> **Alıntılanan metin**

Yorum yapmak için Giriş Yapın ya da Üye olun.
zerre16

Allah Razı olsun.
Şunu ilave etmek gerekiyor:
"Bizatihi, tekamüle vesiledir." ifadesinde paradoks yok kanaatindeyim. Çünkü mana itibariyle "Zatıyla, tekamüle vesiledir" demektir. Tabiattaki her şey gibi nefis de mevcud olmasıyla (kendi varlığıyla)tekamüle vesiledir. Nasıl tabiatın görünen zahiri yüzü, mana-yı ismi cihetiyle kesrete düşürüp, tedenniye medar oluyorsa; nefis de aynı şekildedir. Üstad Hz.leri nefsin bu yönünü tabiata benzetmiştir. "Evet, sen benim cismimde âlemdeki tabiata benzersin..."
"Hem, siz birer perde yaratılmışsınız; tâ güzelliği görülmeyen zâhirî çirkinlikler size isnad edilip, Zât-ı Mukaddese-i İlâhiyenin tenzihine vesîle olasınız..." (18.söz)

(Bir veri derlemesinden alınan kayıtlar)
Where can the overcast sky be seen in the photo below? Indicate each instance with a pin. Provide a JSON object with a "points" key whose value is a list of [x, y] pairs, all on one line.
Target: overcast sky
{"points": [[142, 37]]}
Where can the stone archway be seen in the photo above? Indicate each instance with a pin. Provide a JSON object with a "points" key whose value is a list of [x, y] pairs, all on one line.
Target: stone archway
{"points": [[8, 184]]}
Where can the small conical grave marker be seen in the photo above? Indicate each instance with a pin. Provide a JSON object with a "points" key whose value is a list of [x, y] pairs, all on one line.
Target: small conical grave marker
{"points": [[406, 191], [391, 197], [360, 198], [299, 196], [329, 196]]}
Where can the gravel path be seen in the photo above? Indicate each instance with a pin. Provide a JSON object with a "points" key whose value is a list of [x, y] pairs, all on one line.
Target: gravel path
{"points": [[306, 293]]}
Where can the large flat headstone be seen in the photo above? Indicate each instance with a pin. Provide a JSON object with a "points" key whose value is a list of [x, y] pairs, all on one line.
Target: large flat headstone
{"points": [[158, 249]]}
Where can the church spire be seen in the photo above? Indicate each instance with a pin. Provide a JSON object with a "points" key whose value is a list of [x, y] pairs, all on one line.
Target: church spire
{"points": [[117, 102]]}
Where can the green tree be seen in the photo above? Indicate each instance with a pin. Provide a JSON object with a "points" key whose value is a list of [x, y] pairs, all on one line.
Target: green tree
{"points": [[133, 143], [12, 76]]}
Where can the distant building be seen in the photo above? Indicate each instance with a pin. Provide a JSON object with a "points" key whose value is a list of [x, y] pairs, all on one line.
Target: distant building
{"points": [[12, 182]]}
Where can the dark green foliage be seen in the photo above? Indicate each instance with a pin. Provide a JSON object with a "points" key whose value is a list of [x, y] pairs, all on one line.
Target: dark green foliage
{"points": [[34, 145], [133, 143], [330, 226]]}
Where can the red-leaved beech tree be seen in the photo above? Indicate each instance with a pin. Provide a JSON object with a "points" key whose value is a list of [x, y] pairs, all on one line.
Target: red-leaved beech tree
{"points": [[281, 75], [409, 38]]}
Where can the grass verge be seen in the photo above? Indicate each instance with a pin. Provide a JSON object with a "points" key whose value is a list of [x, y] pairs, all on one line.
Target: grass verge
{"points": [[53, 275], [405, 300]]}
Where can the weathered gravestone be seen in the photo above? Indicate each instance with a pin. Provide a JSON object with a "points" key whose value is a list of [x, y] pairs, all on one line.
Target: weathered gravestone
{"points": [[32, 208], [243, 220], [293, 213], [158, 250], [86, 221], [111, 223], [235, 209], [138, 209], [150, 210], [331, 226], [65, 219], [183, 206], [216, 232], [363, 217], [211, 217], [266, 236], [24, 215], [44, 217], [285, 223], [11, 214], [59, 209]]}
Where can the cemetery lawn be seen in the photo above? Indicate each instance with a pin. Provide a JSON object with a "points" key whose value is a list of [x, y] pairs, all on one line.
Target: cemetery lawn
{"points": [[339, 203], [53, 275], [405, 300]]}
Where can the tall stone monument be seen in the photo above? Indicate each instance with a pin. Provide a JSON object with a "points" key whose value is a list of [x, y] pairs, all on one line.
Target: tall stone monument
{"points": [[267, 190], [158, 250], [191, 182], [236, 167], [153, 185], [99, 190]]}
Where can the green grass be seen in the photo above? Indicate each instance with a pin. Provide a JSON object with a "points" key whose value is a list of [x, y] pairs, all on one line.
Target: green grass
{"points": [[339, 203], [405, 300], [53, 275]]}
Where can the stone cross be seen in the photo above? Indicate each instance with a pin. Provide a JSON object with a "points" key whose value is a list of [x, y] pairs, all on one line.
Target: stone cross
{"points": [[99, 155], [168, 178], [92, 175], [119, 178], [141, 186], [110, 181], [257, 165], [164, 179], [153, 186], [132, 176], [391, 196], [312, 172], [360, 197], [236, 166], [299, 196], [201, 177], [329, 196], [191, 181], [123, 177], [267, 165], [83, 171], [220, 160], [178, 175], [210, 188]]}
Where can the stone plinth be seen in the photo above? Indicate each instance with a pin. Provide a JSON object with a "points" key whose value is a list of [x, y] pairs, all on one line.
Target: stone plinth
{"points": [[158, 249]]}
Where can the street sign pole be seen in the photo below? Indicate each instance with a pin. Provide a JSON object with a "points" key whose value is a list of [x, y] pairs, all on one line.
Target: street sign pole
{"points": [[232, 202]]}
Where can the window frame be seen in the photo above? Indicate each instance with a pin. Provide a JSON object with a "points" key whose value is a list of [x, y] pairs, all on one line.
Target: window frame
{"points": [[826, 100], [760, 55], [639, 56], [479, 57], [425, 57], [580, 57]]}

> **Yapılacak iş**
Nefis ve tabiat üzerine yazılmış metinde çift tırnak içinde verilen bütün ifadeleri metindeki sırasıyla yazınız. Yalnızca metindeki bilgilere dayanın.

> **Çözüm**
1. "Bizatihi, tekamüle vesiledir."
2. "Zatıyla, tekamüle vesiledir"
3. "Evet, sen benim cismimde âlemdeki tabiata benzersin..."
4. "Hem, siz birer perde yaratılmışsınız; tâ güzelliği görülmeyen zâhirî çirkinlikler size isnad edilip, Zât-ı Mukaddese-i İlâhiyenin tenzihine vesîle olasınız..."